Brief 1: According to the article on sex work in Bangladesh, how many female sex workers are there in the country?

Document segment:
####

Sex for Sale
By Shiho Fukada
During my recent visit to a brothel in Bangladesh, I met Toma who was 14 years old. She was told she was the most beautiful girl in her village, thus her family was afraid that she was going to be gang raped by village boys. Her sister, who took Toma to the brothel about a year ago, told me, “All the boys in the village wanted her for free. Instead of giving her out for free, we decided to take her to the brothel so that she can make money.” As I was talking with Toma, a few men were waiting for me to finish the conversation, so that they could spend time with her. One of the young girls, who called herself Beauty, said she was 18 but she looked like 12 or 13. She has not even developed breast yet. It was around noon but Beauty stood in the corner, looking for customers, though she said she already took two customers that day.
In Bangladesh, as one of the most impoverished Muslim countries, girls and women are often trafficked, sold, and married off at very early ages. The majority of the 20,000 to 30,000 female sex workers in Bangladesh are almost always victims of this systematic exploitation. They usually come from poor families, lured with a false job offers or education. Others are kidnapped or sold by friends or family members for profit.
Unfortunately, once they enter the brothel (usually before the age of twelve) they are generally in for life. They believe that their families will suffer severe social consequences including the loss of self-respect and social dignity if it becomes known they are prostitutes.
I got to meet sex workers from age 12 to 80, the typical entry and exit points of sex workers in Bangladesh. All the women who were willing to share their stories with me have compelled me with their resilience despite the past full of violence and hardship.
Once the women got used to me, they started asking me a lot of questions. They thought I’m strange to hang around in a brothel, taking pictures, and also complete mess as a woman. “Why don’t you wear makeup?” “Why don’t you wear jewelries?” “You have flat chest.” Some of them seemed to feel sorry for me and even offered me some glooming treatment; Rima threaded my eyebrows, Shetu put lipstick on me, Shumi braded my hair, and Munnie painted my nails. Josna, 60 years old sex worker, whom I was photographing, could barely support her 7 year old daughter as her client base has dwindled as she ages and she could charge only half of what a younger girl charges, that is 50 cent per service. She bought me a par of earrings that costs her about one customer. She wanted me to wear them as I never wore any earrings while at work in the brothel. She said she thinks, “I would look prettier with them.” I was really moved by her kindness, but also wondered if I deserve it as I could not improve her life, such as helping her daughter go to school as it is unlawful for children living in brothel to attend a school.

####

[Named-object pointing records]
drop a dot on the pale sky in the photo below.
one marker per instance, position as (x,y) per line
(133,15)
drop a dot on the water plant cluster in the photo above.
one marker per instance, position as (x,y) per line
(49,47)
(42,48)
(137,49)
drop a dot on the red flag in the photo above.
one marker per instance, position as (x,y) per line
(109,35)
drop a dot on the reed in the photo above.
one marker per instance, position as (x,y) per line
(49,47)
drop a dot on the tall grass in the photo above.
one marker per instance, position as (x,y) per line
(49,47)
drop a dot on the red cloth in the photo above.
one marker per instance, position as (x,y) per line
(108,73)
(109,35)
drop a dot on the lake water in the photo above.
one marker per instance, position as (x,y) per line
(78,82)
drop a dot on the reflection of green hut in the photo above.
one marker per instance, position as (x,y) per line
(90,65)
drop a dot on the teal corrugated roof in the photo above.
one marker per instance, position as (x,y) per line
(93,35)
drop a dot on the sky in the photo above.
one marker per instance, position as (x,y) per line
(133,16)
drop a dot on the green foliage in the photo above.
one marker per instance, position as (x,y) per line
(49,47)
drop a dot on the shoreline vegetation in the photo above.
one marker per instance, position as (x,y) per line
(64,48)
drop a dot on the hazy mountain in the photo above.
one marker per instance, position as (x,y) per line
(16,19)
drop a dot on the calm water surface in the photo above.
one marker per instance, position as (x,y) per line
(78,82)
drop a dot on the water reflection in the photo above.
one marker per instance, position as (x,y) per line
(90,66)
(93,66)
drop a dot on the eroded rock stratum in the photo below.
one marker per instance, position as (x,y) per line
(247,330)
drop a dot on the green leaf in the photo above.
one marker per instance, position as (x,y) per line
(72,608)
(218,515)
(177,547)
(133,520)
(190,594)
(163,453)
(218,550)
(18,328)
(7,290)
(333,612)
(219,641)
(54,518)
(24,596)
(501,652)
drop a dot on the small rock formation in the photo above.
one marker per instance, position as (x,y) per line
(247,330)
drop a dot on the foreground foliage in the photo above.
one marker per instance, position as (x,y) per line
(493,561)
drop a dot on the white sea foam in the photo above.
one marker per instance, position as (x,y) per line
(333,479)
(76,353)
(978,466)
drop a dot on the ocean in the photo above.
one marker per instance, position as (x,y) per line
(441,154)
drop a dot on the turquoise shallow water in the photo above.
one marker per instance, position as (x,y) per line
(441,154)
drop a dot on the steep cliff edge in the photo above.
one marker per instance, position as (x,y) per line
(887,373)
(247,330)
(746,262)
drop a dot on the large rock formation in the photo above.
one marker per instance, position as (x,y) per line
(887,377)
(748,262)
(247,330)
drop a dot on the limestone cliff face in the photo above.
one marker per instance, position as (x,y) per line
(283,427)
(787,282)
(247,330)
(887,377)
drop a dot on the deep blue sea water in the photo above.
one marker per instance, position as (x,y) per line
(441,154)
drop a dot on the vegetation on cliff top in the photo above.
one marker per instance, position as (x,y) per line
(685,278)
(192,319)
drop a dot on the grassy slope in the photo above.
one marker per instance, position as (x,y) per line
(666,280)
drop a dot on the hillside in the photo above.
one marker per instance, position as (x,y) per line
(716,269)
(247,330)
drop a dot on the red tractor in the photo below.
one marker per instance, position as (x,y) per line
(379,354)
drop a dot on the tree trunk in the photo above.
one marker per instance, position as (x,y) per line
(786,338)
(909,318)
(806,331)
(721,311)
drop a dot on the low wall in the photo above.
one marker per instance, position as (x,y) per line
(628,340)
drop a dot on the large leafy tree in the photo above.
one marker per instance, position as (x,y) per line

####

Brief 2: Rewrite the rows from the line containing "drop a dot on the red tractor" through the last row, putting "stone wall" in place of "low wall" and leaving everything else unchanged.

Full answer 1: Between 20,000 and 30,000.

Full answer 2:
drop a dot on the red tractor in the photo below.
one marker per instance, position as (x,y) per line
(379,354)
drop a dot on the tree trunk in the photo above.
one marker per instance, position as (x,y) per line
(786,338)
(909,318)
(806,331)
(721,311)
drop a dot on the stone wall in the photo above.
one marker per instance, position as (x,y) per line
(628,340)
drop a dot on the large leafy tree in the photo above.
one marker per instance, position as (x,y) per line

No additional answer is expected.